DATASET:
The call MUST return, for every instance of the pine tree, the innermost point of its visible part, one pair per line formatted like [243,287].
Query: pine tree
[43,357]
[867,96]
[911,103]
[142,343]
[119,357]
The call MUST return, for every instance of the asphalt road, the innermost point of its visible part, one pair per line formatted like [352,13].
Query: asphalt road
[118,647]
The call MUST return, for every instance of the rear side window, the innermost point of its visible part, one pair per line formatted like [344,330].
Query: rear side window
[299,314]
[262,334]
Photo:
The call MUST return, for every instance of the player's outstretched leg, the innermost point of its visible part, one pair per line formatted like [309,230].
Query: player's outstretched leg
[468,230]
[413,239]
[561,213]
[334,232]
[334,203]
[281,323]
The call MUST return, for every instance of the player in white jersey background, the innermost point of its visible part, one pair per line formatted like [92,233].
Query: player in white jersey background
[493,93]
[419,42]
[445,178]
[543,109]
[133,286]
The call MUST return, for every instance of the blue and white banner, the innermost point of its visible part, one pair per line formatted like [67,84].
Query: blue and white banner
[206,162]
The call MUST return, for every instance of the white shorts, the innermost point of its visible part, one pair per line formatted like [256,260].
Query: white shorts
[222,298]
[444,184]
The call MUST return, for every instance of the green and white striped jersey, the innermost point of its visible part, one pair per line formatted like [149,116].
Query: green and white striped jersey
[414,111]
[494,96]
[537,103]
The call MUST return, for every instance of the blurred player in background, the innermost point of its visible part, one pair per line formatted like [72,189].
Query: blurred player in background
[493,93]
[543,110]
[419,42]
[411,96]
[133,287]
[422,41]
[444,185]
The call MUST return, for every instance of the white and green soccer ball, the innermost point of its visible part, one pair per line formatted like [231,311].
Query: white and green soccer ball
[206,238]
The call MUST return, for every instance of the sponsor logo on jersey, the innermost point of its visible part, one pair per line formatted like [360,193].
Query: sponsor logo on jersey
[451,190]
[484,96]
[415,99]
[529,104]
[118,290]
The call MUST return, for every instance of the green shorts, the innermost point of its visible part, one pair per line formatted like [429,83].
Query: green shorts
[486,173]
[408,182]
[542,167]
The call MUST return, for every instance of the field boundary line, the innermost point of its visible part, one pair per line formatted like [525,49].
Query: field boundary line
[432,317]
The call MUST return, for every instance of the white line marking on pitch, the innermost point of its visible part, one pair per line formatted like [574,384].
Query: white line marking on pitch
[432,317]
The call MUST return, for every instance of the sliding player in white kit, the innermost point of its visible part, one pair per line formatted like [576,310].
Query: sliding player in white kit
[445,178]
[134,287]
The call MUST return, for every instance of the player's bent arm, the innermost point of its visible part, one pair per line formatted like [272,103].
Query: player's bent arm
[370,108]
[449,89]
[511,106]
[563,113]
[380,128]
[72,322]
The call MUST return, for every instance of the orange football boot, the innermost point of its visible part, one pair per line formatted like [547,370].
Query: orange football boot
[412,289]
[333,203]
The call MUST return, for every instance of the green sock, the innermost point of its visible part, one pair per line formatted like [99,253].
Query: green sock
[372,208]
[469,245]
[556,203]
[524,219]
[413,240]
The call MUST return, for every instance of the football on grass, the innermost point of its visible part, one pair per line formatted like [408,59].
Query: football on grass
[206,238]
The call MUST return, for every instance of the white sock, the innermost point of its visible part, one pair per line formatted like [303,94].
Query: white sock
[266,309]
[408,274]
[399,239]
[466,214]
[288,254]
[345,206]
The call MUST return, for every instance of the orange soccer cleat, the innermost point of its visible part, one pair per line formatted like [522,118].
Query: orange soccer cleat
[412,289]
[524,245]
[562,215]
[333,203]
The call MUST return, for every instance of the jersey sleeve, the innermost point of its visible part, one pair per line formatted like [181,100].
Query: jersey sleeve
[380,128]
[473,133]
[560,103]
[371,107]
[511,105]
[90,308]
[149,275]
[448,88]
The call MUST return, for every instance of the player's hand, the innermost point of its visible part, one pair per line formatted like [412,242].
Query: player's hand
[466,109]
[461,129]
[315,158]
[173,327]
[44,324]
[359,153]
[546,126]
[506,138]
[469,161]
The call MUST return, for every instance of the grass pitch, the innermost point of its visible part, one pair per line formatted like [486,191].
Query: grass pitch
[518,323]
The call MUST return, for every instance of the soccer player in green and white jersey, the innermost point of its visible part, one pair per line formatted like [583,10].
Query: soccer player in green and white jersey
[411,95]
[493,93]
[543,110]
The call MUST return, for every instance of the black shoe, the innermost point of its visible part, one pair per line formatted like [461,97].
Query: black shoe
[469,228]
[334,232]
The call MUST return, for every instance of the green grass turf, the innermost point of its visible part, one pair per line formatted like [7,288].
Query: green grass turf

WRITTEN INSTRUCTION:
Render every line of the material above as a Markdown table, skipping blank lines, with a Row column holding the line's number and a Line column holding its text.

TASK RESPONSE:
| Row | Line |
|---|---|
| 1 | The call MUST return, for every instance of the pine tree, the innermost point of its visible part, one pair per line formatted like [243,287]. |
| 2 | Query: pine tree |
| 3 | [43,357] |
| 4 | [867,96] |
| 5 | [911,103] |
| 6 | [142,343] |
| 7 | [119,357] |
| 8 | The call MUST return, for every instance of the asphalt road, the innermost point of its visible part, one pair per line formatted like [352,13]. |
| 9 | Query: asphalt road |
| 10 | [118,647] |
| 11 | The call MUST return, for every instance of the rear side window, the innermost point of its visible part, one pair per line formatted like [344,330]. |
| 12 | Query: rear side window |
| 13 | [299,314] |
| 14 | [262,334] |
| 15 | Photo: |
| 16 | The call MUST return, for every instance of the player's outstretched leg, the innermost point of its visible part, one pair per line formatted like [309,230]. |
| 17 | Query: player's outstretched leg |
| 18 | [468,230] |
| 19 | [413,239] |
| 20 | [561,213] |
| 21 | [334,232] |
| 22 | [334,203] |
| 23 | [281,323] |
| 24 | The call MUST return, for every instance of the player in white jersey background, the innermost point of its visible part, one pair per line formatted like [92,233]. |
| 25 | Query: player in white jersey background |
| 26 | [493,93] |
| 27 | [419,42] |
| 28 | [445,178] |
| 29 | [543,109] |
| 30 | [133,286] |
| 31 | The call MUST return, for every instance of the blue and white banner, the innermost point of its visible part, one pair per line formatted like [67,84]. |
| 32 | Query: blue and white banner |
| 33 | [206,162] |
| 34 | The call MUST return, for every instance of the white shorts, the innermost point of its visible part, one pair per line formatted like [256,260]. |
| 35 | Query: white shorts |
| 36 | [222,298] |
| 37 | [444,184] |
| 38 | The call MUST return, for every instance of the green and white striped jersey, the innermost point of its visible part, one pair per line formatted like [149,116]. |
| 39 | Query: green and white striped jersey |
| 40 | [414,111] |
| 41 | [494,96] |
| 42 | [537,103] |
| 43 | The call MUST return, for every instance of the blurred player in background, the innermost point of its visible part, one pair per line formatted like [72,189]. |
| 44 | Query: blurred player in background |
| 45 | [493,93] |
| 46 | [543,110] |
| 47 | [419,42] |
| 48 | [411,96] |
| 49 | [133,287] |
| 50 | [422,41] |
| 51 | [444,185] |
| 52 | The call MUST return, for every instance of the white and green soccer ball, the innermost point of its visible part, one pair per line formatted like [231,311]. |
| 53 | Query: white and green soccer ball |
| 54 | [206,238] |
| 55 | The call MUST return, for every instance of the sponsor logo on jersey, the innermost point of its visible part, one pair per line formatted like [360,193]. |
| 56 | Query: sponsor logo on jersey |
| 57 | [451,190] |
| 58 | [484,96] |
| 59 | [415,99] |
| 60 | [529,104] |
| 61 | [118,290] |
| 62 | The call MUST return, for every instance of the green shorts, the innermost point of its visible part, one pair per line formatted like [429,83]. |
| 63 | Query: green shorts |
| 64 | [486,173] |
| 65 | [408,182] |
| 66 | [542,167] |
| 67 | The call MUST return, for every instance of the field boundary line, the innermost point of its visible part, one pair per line formatted like [525,49]. |
| 68 | Query: field boundary line |
| 69 | [432,317] |
| 70 | The call MUST return, for every instance of the white line marking on pitch, the innermost point of its visible part, one pair per line formatted like [574,384]. |
| 71 | Query: white line marking on pitch |
| 72 | [432,317] |
| 73 | The call MUST return, for every instance of the sliding player in white kit, the innermost point of its visible part, one pair per line formatted like [576,310]. |
| 74 | Query: sliding player in white kit |
| 75 | [445,178] |
| 76 | [134,287] |
| 77 | The call MUST return, for every instance of the player's bent arm, the innermost point of its visible part, one pair per line formatted like [272,103]. |
| 78 | Query: player's bent arm |
| 79 | [370,108] |
| 80 | [449,89] |
| 81 | [511,106] |
| 82 | [563,113] |
| 83 | [380,128] |
| 84 | [72,322] |
| 85 | The call MUST return, for every instance of the orange football boot, the innermost point of its visible part, one pair per line formatted like [547,370]. |
| 86 | Query: orange football boot |
| 87 | [412,289] |
| 88 | [333,203] |
| 89 | The call MUST return, for every instance of the green sock, the innermost point of its visible part, one pair per line formatted like [99,253]. |
| 90 | Query: green sock |
| 91 | [372,208] |
| 92 | [469,245] |
| 93 | [556,203] |
| 94 | [524,219] |
| 95 | [413,240] |
| 96 | The call MUST return, for every instance of the football on grass, the innermost point of its visible part, one pair per line formatted like [408,59]. |
| 97 | Query: football on grass |
| 98 | [206,238] |
| 99 | The call MUST return, for every instance of the white sock, the innermost point of its visible part, one pair per line formatted like [303,94]. |
| 100 | Query: white sock |
| 101 | [266,309] |
| 102 | [408,274] |
| 103 | [399,239] |
| 104 | [466,214] |
| 105 | [288,254] |
| 106 | [345,206] |
| 107 | The call MUST return, for every instance of the orange soccer cleat, the innermost point of its visible part, one pair per line formatted like [522,118]. |
| 108 | Query: orange soccer cleat |
| 109 | [412,289] |
| 110 | [524,245] |
| 111 | [562,215] |
| 112 | [333,203] |
| 113 | The call MUST return, for every instance of the jersey sleeve, the innermost point of its visible part, one pair per line formatted like [181,100]. |
| 114 | Query: jersey sleeve |
| 115 | [380,128] |
| 116 | [473,133] |
| 117 | [560,103] |
| 118 | [371,107] |
| 119 | [511,105] |
| 120 | [90,308] |
| 121 | [149,275] |
| 122 | [448,88] |
| 123 | The call MUST return, for every instance of the player's hand, the innermost point of its visible part, one pair per line formatted like [412,242]. |
| 124 | Query: player's hand |
| 125 | [466,109] |
| 126 | [461,129] |
| 127 | [315,158] |
| 128 | [173,327] |
| 129 | [44,324] |
| 130 | [359,153] |
| 131 | [546,126] |
| 132 | [506,138] |
| 133 | [469,161] |
| 134 | The call MUST return, for every instance of the grass pitch, the innermost point of its visible part, one pair per line formatted like [486,191]. |
| 135 | Query: grass pitch |
| 136 | [518,323] |
| 137 | The call MUST return, for every instance of the soccer player in green and white jersey, the innermost point of its visible part, one pair per line formatted like [583,10]. |
| 138 | Query: soccer player in green and white jersey |
| 139 | [411,95] |
| 140 | [493,93] |
| 141 | [543,110] |
| 142 | The call MUST return, for every instance of the black shoe, the innermost point of its visible part, one pair per line formatted like [461,97]. |
| 143 | Query: black shoe |
| 144 | [469,228] |
| 145 | [334,232] |
| 146 | The call MUST return, for every instance of the green grass turf, the innermost point of its visible part, one pair per line formatted like [7,288]. |
| 147 | Query: green grass turf |